Required work ▸ Copy out every one of the lines below, word for word.

Data shown ▸
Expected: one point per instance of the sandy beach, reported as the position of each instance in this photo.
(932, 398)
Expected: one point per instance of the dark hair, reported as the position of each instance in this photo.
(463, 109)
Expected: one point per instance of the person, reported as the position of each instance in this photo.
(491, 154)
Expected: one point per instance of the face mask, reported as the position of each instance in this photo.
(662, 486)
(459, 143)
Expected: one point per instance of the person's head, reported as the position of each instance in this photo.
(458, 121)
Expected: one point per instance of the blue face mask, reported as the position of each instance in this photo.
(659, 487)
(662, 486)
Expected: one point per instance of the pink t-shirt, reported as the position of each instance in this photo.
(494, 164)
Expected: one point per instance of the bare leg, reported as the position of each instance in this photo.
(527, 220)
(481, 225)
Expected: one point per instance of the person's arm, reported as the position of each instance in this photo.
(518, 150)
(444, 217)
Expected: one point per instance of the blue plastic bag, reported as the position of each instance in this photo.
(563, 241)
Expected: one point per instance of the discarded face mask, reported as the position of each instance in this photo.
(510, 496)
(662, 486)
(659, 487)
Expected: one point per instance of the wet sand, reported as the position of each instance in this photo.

Output of the exercise ▸
Expected: one point per instance of the sandy beach, reported as the position of each instance in this photo.
(932, 398)
Expected: one point per instance of the dark hair, reported as the position of each instance in this photo.
(463, 109)
Expected: one point per instance of the person, reported as the position of each instance in this photo.
(491, 154)
Expected: one point per instance of the face mask, reported as the position of each instance in this photo.
(662, 486)
(459, 143)
Expected: one point per instance of the person's head, reported as the position of each instance in this photo.
(458, 121)
Expected: one point per instance of the blue face mask, reported as the position of each instance in this photo.
(659, 487)
(662, 486)
Expected: one point per instance of the pink t-shirt, reported as the position of each instance in this photo.
(494, 164)
Expected: one point per instance of the bare leg, reported as the position of each instance in this photo.
(527, 220)
(481, 225)
Expected: one point per instance of the person's arm, reported as the position of each instance in this photo.
(518, 150)
(444, 217)
Expected: one point per instance of the blue plastic bag, reported as the position of each instance in this photo.
(563, 241)
Expected: one point per instance of the discarded face mask, reported as the position of each instance in this photo.
(510, 496)
(662, 486)
(659, 487)
Expected: one point per instance of the wet sand, reported as the position of each instance in this photo.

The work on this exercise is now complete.